TEXT SECTION
/---

Possible project topics:

In all of my ideas for possible projects they involve revisionary work:

1). Analysis, critique, and revision of particular methods of gathering how composition was traditionally taught and who benefited the most. I am thinking here of a conversation I had with Eileen that drew my attention to the ways that women were represented in colleges. What kinds of women were in colleges at this time? (i.e. were the samples taken of middle class straight and able-bodied white women? How does that matter?)
How do we continue to critique and analyze the ways that various students did and current do construct knowledges? What were their relationships to knowledge? How does socialization play into the ways that they made sense of the world (or were allowed to) in the classroom? I am thinking here of a revision of Women’s Ways of Knowing. How can this alter our views of history, pedagogy, and practice?

2). Following this train of thought, it would be interesting to see how second wave feminism is reflected in the history of the discipline (in teaching/ scholarship). After a thorough analysis, it would be interesting to come in and continue a critique of stable categories of gender and move beyond these to suggest a re-vision of the ways in which women are represented. This would allow for a kind of identity politics which moves beyond gender and takes into account ability, race, ethnicity, sexuality, etc. I would focus both on representations of teachers (were they/are they all mothers?) as well as students.

3. Finally, I would like to do something with the ethics of care which has so pervaded the history of composition instruction. WHile I would suggest that the ethics of care is not natural or consistent for that matter, it might be cool to somehow revive it--arguing it to be an effective and productive method of instruction (like hooks talking about love for example). So, I would first have to locate instances where it is historically represented through instruction and additionally locate historical arguments for it/against it within the field. As a side note, it would be cool to somehow historicize how/when these debates erupt (paralells with wars/moves in feminisms, etc, particular entrances of students into colleges?). Ok, now I am rambling.

\---

DATA SUPPLIED
/---

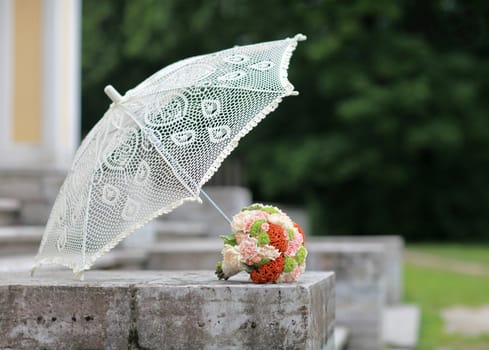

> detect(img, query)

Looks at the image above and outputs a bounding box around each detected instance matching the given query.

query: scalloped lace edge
[31,196,201,277]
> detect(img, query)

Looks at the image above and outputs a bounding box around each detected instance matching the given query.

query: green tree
[83,0,489,240]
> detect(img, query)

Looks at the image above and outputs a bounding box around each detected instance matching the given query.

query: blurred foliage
[82,0,489,240]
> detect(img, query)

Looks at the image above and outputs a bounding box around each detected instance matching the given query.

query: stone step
[147,238,386,350]
[0,226,44,256]
[0,198,21,226]
[308,235,404,305]
[151,220,209,241]
[382,304,421,349]
[0,271,334,350]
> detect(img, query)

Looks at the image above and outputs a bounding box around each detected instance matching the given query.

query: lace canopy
[34,34,305,274]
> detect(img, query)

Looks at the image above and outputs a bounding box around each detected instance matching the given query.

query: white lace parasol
[34,34,305,274]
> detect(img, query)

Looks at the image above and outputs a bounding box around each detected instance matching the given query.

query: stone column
[0,0,81,224]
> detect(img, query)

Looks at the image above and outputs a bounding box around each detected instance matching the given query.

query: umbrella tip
[104,85,122,103]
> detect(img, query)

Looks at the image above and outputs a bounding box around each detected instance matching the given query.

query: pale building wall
[0,0,81,171]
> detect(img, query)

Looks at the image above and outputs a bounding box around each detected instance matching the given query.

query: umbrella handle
[104,85,231,224]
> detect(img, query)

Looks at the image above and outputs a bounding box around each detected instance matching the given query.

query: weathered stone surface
[147,238,386,349]
[0,198,20,226]
[383,304,418,350]
[309,235,404,305]
[306,239,385,350]
[0,169,66,225]
[0,271,334,349]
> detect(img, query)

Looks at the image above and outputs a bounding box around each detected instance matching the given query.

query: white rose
[221,244,241,278]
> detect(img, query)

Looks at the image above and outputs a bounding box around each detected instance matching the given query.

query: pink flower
[234,231,248,244]
[239,235,260,265]
[292,266,302,281]
[285,230,304,256]
[221,244,241,278]
[245,220,255,232]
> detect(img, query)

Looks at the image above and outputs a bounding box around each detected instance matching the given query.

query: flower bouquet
[216,204,307,283]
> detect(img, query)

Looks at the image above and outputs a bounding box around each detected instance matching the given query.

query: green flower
[241,204,280,214]
[295,246,307,264]
[250,220,266,237]
[221,234,238,247]
[256,231,270,246]
[284,256,296,273]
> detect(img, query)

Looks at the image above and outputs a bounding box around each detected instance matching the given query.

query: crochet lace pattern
[34,34,305,274]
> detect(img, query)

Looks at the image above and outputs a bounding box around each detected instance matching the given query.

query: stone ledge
[0,271,335,349]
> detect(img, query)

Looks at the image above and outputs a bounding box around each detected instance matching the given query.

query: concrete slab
[0,271,334,349]
[308,235,404,305]
[383,304,421,349]
[334,326,349,350]
[0,198,20,226]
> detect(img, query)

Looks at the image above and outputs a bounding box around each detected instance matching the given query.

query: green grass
[404,245,489,350]
[407,244,489,265]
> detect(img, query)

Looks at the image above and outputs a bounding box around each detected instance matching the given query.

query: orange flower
[250,256,285,283]
[267,223,287,253]
[293,222,306,245]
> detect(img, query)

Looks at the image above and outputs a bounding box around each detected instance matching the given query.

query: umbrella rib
[113,104,231,224]
[123,85,293,102]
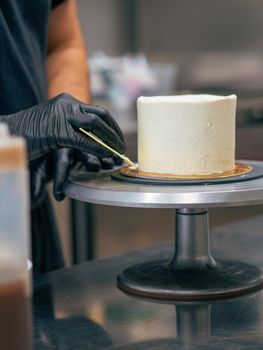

\---

TASKS TO CARRY OUT
1. Decide whether each statement agrees with the project topics text, answering yes or no and quoting the words of the text that settle it: (a) The writer considers the ethics of care natural and consistent. (b) The second idea would examine how both teachers and students are represented. (c) The writer mentions a conversation with Eileen about how women were represented in colleges.
2. Extend the project topics text, picking up after its final sentence.

ANSWERS BY TASK
1.
(a) No: "the ethics of care is not natural or consistent for that matter"
(b) Yes: "I would focus both on representations of teachers (were they/are they all mothers?) as well as students."
(c) Yes: "I am thinking here of a conversation I had with Eileen that drew my attention to the ways that women were represented in colleges."

2.
Posted by kaconcan at January 30, 2005 06:34 PM

Comments

Your first possibility: I can see some promise in the question of "how composition was traditionally taught and who benefited the most." One way to get at this would be to look at textbooks and/or syllabi from a particular period, and to extrapolate from them their imagined purpose, audience, etc. The University of New Hampshire library has a huge repository of comp textbooks; the University of Rhode Island library has a huge repository of syllabi; and of course there are local resources with which you could begin.
Second possibility: I'm assuming you'd do this through a critique of scholarship?
Third possibility: For this course, focus on "instances where it is historically represented through instruction and . . . historical arguments for it/against it within the field."
Fourth possibility, which you emailed to me ("would it be more beneficial for me to do something with my harassment work? I would have much more access to historical work, although this project would move a bit outside of comp and pay closer attention to historical issues in the world (court cases, etc). It would work nicely with this ethics of care business, though. And, I might be able to identify certain schools who have harassment policies (ones that I like) and trace what the exigencies were..."): The challenge here would be for your project to be composition history. Is there an issue involving harassment within comp that you could investigate? Maybe something in the pedagogical literature?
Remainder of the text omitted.